Dataset records:
__________________________________________________

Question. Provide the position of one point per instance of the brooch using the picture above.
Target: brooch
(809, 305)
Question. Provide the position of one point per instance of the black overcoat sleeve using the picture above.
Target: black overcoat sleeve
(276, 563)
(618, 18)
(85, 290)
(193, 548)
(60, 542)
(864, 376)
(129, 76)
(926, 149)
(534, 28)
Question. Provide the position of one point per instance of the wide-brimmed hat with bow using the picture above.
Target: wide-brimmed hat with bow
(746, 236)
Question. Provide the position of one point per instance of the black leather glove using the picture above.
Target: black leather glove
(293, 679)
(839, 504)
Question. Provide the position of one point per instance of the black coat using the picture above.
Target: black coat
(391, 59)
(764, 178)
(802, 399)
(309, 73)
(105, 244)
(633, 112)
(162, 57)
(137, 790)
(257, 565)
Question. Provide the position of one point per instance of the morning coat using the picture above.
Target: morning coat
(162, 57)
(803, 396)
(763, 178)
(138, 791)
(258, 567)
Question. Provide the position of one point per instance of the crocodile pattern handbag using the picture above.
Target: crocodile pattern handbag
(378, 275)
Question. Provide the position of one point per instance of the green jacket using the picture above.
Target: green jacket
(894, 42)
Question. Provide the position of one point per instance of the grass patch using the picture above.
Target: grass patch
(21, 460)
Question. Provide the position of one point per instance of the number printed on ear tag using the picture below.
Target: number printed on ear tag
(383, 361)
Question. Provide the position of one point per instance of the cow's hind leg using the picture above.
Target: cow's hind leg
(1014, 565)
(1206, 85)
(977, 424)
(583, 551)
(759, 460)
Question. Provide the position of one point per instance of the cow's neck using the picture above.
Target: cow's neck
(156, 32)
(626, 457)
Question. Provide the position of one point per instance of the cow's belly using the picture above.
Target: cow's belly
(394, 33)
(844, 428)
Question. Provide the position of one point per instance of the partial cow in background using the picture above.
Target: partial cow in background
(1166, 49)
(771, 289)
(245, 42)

__________________________________________________

> [Exercise task]: Copy each record from above exactly, and include every line.

> [Result for this task]:
Question. Provide the position of one point per instance of the brooch using the picture above.
Target: brooch
(809, 305)
Question. Provide the position of one point per instance of the black overcoat sleeve using the picture above.
Target: black overcoat sleeve
(276, 563)
(618, 18)
(85, 290)
(193, 548)
(60, 542)
(864, 376)
(129, 76)
(926, 149)
(534, 28)
Question. Provide the position of one point per instance of the wide-brimmed hat with bow using the picture above.
Target: wide-brimmed hat with bow
(746, 236)
Question. Provide the position of one point per instance of the black leather glove using the picture above.
Target: black leather glove
(293, 679)
(839, 504)
Question. Provide the position of one point per instance of the black coat using the picture above.
Target: black coat
(391, 59)
(764, 178)
(802, 399)
(309, 73)
(105, 244)
(633, 112)
(162, 57)
(137, 790)
(257, 565)
Question. Provide the position of one point per instance of the morning coat using the picture above.
Target: morning coat
(162, 57)
(803, 396)
(763, 178)
(138, 791)
(258, 567)
Question. Provide the position of one point per instance of the crocodile pattern handbag using the picture above.
Target: crocodile pattern handbag
(378, 275)
Question. Provide the position of one point per instance of the green jacket using the picture above.
Target: green jacket
(894, 42)
Question. Provide the position of one point per instance of the grass patch using the picture above.
Target: grass patch
(21, 460)
Question. Provide the position of one point per instance of the number printed on ear tag using the picture below.
Target: number printed on ear tag
(383, 361)
Question. Provide the position of one point per instance of the cow's hind leg using the picture above.
Target: cow's hind leg
(1014, 565)
(1206, 85)
(977, 424)
(583, 551)
(759, 460)
Question. Provide the position of one point per instance of the cow's neck using the picture above.
Target: cow's neck
(156, 32)
(626, 457)
Question. Provide the position of one point per instance of the cow's belly using the picture above.
Target: cow's belly
(394, 33)
(844, 428)
Question. Provide the position of one point per instance of the partial cow in background using the picture above.
Target: partial cow in background
(1166, 49)
(771, 289)
(245, 42)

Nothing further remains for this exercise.